Exercise requirements:
In the listing below, locate the line containing "point: backhoe dipper"; reproduce that line and all lines that follow it, unchanged.

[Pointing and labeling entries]
╔══
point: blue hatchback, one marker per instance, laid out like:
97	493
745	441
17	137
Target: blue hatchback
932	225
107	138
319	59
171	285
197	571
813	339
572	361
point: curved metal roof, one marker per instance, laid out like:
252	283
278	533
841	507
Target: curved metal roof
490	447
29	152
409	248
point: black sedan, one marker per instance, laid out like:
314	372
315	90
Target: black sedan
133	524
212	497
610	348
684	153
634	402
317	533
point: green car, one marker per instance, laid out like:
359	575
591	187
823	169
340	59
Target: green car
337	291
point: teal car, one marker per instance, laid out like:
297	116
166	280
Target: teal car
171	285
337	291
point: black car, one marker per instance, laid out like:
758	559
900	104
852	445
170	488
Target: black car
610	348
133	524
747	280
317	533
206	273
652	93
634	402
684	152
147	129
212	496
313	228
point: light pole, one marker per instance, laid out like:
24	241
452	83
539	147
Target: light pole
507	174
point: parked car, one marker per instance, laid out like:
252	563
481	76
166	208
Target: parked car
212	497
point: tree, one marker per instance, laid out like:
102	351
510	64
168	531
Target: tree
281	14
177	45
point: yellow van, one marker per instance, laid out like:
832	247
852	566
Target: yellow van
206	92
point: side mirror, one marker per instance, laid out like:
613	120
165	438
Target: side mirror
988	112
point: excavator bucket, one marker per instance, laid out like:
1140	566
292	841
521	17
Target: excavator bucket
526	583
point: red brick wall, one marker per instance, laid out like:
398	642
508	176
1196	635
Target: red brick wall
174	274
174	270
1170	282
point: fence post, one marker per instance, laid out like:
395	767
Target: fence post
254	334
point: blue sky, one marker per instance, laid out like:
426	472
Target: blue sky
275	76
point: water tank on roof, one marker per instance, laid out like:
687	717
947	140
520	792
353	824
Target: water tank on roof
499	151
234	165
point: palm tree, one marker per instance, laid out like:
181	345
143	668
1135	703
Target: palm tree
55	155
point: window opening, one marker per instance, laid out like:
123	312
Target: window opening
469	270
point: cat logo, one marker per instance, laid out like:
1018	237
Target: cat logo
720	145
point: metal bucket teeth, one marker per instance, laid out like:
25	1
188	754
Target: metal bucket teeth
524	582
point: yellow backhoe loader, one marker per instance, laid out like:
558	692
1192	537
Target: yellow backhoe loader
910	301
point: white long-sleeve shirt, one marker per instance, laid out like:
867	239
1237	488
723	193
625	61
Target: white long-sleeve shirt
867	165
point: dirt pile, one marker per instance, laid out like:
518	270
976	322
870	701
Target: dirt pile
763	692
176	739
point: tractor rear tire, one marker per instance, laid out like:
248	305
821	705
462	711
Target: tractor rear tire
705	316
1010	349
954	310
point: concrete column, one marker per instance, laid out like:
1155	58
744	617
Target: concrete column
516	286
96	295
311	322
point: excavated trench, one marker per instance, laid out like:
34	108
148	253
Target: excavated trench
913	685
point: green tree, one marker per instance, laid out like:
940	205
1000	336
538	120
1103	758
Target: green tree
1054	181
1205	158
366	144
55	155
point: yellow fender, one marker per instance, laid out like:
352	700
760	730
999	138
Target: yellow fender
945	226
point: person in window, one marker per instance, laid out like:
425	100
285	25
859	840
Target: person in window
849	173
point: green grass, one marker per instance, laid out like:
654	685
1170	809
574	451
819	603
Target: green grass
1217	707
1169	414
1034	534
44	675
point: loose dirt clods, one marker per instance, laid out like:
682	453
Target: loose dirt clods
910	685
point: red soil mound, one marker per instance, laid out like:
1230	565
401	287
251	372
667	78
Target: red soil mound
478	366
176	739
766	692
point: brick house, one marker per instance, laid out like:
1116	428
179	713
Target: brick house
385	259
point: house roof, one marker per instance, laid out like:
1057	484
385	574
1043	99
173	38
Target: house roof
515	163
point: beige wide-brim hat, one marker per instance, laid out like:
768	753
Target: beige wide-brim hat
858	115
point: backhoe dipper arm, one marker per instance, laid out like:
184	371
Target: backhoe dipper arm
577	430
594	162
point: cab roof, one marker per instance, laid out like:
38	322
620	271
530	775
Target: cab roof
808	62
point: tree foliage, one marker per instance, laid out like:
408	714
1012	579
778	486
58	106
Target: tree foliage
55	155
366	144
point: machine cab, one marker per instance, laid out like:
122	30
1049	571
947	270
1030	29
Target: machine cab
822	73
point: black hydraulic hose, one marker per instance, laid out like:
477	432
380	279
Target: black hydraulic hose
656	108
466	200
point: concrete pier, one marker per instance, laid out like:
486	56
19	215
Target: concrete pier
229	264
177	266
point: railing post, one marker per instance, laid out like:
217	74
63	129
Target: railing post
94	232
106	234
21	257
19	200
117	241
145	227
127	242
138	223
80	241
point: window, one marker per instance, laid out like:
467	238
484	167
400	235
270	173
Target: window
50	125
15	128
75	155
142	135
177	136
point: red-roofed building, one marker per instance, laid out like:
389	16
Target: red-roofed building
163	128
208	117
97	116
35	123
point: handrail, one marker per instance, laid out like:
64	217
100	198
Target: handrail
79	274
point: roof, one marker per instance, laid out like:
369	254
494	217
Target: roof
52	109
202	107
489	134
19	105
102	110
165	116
╚══
Output for this exercise:
point: backhoe dipper arm, one marker per instance, laid out like:
184	371
Target: backhoe dipper arm
577	430
594	162
point: cab roof, one marker per instance, laid out like:
38	322
620	271
530	775
Target: cab roof
808	62
point: tree foliage, one marker per instance, laid out like:
408	714
1012	579
778	486
58	106
Target: tree foliage
55	155
366	144
point: machine cab, one marker per instance, laid out like:
122	30
1049	571
947	270
1030	29
Target: machine cab
822	73
point: black hydraulic hose, one marker per instance, laid out like:
477	432
380	279
Target: black hydraulic hose
656	108
466	200
point: concrete pier, one marker per instance, laid out like:
486	56
19	215
Target: concrete pier
229	264
177	266
point: railing post, one marker per instance, laid out like:
217	74
63	129
Target: railing post
94	232
106	234
21	257
19	200
117	241
145	227
127	242
138	223
80	241
point: window, one marker per instance, laid out like:
467	238
484	167
400	235
270	173
Target: window
50	125
15	128
75	155
142	135
177	136
point: red-roofed building, one marker per instance, laid out like:
389	16
Target: red-roofed building
163	128
208	117
97	116
35	123
point: handrail, one marker per instance, laid out like:
64	217
100	198
Target: handrail
79	274
point: roof, one marker per instance, laid out like:
369	254
494	217
Target: roof
52	109
202	107
489	134
19	105
102	110
165	116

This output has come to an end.